* [Selected excerpt]
▽

I’ve never had to do it with a brand-new dog in residence, mind you.
The cleaning mission will take a few hours, so I relocate Finn to the backyard where he can enjoy fresh air, grass under his feet and, with any luck, a few moles. I tie him to a 25 foot line in the backyard, with a giant bowl of water, but he howls immediately as though he’s being tortured. Oh man, the neighbours are not going to appreciate that. I shuffle him back to the garage, set him up with food, water, chew toys and a blanket to curl up in, then steel myself to ignore all further howling. Surely he’ll be fine in there. I dash back into the house, set the Roomba vacuum into action in the upstairs hall and drag the central vac to the family room. I lean against the door-jamb for a moment, feeling the buzz of my morning coffee ebbing away. This is beginning to feel like interval training.

△

* [The exercise]
Retype part of the dog passage word for word. Begin at the words "I’ve never had" and stop after "like interval training.". The records after this are separate material and have nothing to do with the dog passage.

* [Material provided]
▽

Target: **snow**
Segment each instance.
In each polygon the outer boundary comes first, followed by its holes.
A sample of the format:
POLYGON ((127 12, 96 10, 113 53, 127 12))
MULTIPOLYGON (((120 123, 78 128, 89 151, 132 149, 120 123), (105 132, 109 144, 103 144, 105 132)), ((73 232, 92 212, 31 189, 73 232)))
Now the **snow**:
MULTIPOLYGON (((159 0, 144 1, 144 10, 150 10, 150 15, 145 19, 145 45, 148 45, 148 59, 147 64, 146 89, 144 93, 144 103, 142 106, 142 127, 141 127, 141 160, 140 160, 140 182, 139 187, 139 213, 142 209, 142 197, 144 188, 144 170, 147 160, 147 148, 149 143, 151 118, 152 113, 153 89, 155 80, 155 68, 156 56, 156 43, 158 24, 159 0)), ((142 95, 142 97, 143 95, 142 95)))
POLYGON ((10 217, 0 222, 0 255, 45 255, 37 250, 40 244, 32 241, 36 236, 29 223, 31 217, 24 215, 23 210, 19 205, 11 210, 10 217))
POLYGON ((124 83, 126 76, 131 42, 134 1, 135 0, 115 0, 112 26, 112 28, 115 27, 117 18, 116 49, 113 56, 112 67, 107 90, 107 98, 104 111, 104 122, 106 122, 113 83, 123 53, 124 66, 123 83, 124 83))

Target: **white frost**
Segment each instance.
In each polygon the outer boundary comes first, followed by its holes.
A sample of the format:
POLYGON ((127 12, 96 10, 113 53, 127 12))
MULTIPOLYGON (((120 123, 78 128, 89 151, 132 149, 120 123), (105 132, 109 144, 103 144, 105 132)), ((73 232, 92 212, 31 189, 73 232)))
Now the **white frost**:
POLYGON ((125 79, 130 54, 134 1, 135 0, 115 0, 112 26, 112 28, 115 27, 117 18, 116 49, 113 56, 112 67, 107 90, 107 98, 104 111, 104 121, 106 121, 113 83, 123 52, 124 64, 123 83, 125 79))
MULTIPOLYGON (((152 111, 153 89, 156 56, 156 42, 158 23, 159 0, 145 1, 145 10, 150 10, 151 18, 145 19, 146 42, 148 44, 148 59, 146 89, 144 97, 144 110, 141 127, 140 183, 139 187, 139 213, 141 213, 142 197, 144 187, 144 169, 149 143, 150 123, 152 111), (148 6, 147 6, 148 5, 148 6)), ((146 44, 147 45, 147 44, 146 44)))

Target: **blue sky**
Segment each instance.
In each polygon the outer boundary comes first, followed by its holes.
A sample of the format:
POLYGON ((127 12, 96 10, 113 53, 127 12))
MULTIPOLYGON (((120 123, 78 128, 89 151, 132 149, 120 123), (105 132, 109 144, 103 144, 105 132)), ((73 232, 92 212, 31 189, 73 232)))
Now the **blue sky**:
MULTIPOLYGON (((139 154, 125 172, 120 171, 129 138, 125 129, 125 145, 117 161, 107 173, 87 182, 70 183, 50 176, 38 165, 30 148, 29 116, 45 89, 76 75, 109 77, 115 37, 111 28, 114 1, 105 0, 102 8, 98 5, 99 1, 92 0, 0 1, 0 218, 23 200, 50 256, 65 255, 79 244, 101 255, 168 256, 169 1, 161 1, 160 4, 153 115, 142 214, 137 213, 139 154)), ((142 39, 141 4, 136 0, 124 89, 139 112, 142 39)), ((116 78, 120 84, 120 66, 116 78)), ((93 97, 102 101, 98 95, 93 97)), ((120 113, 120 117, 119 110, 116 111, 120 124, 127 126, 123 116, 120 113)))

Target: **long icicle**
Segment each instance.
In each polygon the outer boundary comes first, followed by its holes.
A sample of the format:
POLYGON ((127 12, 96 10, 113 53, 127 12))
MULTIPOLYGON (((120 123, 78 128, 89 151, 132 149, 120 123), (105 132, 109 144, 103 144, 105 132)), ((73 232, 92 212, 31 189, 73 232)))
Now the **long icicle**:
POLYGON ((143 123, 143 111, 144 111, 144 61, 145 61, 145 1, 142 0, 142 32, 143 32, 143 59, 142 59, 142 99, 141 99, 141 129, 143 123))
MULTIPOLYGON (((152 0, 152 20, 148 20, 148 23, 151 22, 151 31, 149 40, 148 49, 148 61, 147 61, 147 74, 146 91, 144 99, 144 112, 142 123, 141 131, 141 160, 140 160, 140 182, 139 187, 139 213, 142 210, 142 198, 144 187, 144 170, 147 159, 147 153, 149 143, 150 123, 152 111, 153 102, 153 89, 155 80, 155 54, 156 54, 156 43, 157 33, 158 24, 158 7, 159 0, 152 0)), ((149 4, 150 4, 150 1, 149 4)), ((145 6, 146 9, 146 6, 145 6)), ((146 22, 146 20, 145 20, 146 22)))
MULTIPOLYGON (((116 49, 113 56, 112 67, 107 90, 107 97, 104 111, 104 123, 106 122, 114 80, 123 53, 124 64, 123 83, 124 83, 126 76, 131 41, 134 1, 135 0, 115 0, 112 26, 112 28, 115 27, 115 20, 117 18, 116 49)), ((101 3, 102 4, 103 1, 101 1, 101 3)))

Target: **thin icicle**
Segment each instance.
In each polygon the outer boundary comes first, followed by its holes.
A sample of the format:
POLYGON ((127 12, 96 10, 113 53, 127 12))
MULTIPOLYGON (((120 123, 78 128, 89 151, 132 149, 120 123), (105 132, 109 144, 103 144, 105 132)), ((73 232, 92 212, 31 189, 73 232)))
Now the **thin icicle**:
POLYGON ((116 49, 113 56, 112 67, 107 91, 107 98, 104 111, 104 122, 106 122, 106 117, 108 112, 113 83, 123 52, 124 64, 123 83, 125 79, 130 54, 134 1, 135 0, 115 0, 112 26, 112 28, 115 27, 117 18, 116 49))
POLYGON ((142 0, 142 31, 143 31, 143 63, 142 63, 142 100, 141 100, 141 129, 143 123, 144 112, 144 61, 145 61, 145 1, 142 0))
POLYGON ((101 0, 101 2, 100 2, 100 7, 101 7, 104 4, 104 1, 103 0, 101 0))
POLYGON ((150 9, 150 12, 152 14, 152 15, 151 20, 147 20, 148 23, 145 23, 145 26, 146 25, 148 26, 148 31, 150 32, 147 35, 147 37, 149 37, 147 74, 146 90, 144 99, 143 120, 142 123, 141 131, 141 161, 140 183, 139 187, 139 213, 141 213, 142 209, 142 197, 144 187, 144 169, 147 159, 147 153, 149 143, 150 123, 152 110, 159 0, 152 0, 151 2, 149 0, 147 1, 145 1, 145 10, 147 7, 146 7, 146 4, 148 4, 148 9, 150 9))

△

* [Completed exercise]
I’ve never had to do it with a brand-new dog in residence, mind you.
The cleaning mission will take a few hours, so I relocate Finn to the backyard where he can enjoy fresh air, grass under his feet and, with any luck, a few moles. I tie him to a 25 foot line in the backyard, with a giant bowl of water, but he howls immediately as though he’s being tortured. Oh man, the neighbours are not going to appreciate that. I shuffle him back to the garage, set him up with food, water, chew toys and a blanket to curl up in, then steel myself to ignore all further howling. Surely he’ll be fine in there. I dash back into the house, set the Roomba vacuum into action in the upstairs hall and drag the central vac to the family room. I lean against the door-jamb for a moment, feeling the buzz of my morning coffee ebbing away. This is beginning to feel like interval training.